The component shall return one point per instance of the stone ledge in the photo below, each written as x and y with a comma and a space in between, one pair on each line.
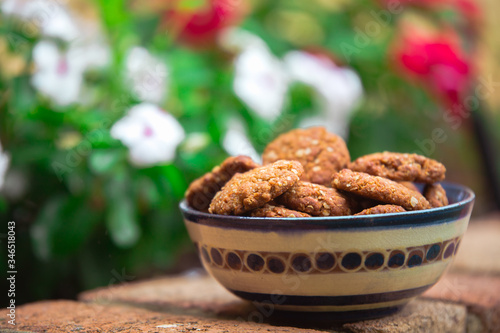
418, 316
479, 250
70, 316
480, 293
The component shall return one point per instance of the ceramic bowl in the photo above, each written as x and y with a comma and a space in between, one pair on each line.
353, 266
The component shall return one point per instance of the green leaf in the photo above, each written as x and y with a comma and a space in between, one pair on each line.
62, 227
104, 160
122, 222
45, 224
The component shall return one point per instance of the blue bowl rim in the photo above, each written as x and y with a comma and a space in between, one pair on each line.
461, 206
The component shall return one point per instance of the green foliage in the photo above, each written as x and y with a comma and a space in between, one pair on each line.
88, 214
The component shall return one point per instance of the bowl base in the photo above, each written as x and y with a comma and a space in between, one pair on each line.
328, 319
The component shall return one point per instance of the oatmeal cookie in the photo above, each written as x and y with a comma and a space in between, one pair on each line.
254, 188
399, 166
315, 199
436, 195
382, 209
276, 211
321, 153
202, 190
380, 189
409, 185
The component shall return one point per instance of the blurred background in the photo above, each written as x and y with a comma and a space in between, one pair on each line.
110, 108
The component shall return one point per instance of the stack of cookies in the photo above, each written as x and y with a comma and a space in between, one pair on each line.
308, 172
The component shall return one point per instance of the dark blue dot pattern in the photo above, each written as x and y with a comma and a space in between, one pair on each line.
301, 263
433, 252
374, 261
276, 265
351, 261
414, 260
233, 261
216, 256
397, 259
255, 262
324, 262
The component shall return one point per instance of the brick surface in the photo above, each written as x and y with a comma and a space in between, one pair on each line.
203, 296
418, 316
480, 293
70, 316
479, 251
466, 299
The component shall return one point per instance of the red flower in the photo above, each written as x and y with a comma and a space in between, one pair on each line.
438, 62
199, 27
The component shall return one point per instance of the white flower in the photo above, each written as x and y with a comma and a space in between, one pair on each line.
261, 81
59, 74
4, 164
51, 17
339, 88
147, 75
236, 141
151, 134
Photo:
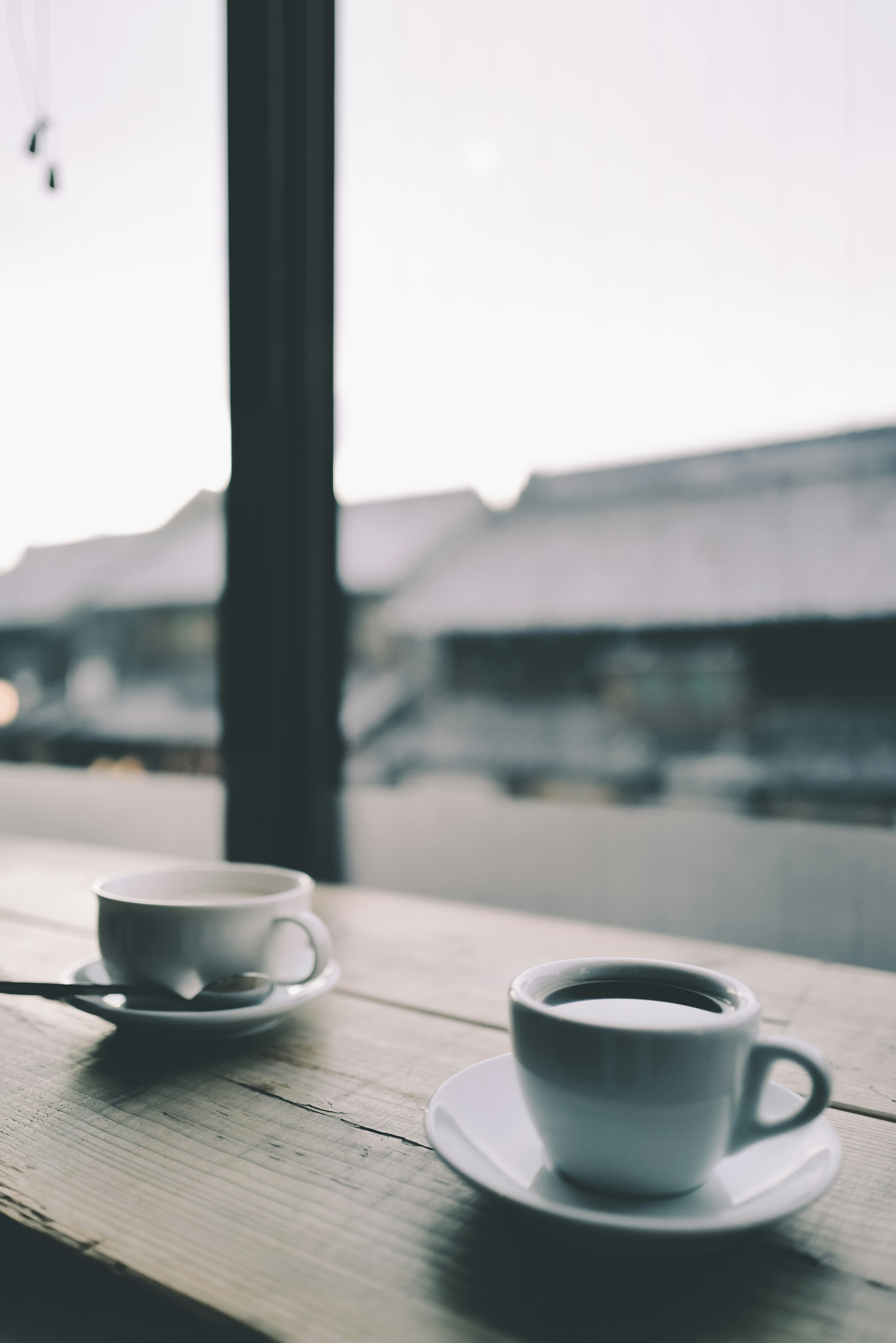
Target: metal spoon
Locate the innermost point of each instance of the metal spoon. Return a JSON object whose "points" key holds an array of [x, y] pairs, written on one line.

▶ _TASK BRIEF_:
Omit the pictures and write out exactly the lines from the one containing "The component shall return one point per instance of the red" through the last line of the material.

▶ _REPLY_:
The component shall return one point per instance of the red flower in the photo above, each written as x and y with a comma and a space in between, one pair on each line.
438, 62
199, 27
The component shall return one point per instance of the white flower in the photo above, each written as x and y with a comma and a space in between, one pair on each line.
261, 81
59, 74
4, 164
51, 17
339, 88
147, 75
236, 141
151, 134
Photo:
Target: metal spoon
Locate the innermost point of each instance of the metal spoon. Return a JSON object whose "points" key holds an array of [x, y] pairs, written on one line.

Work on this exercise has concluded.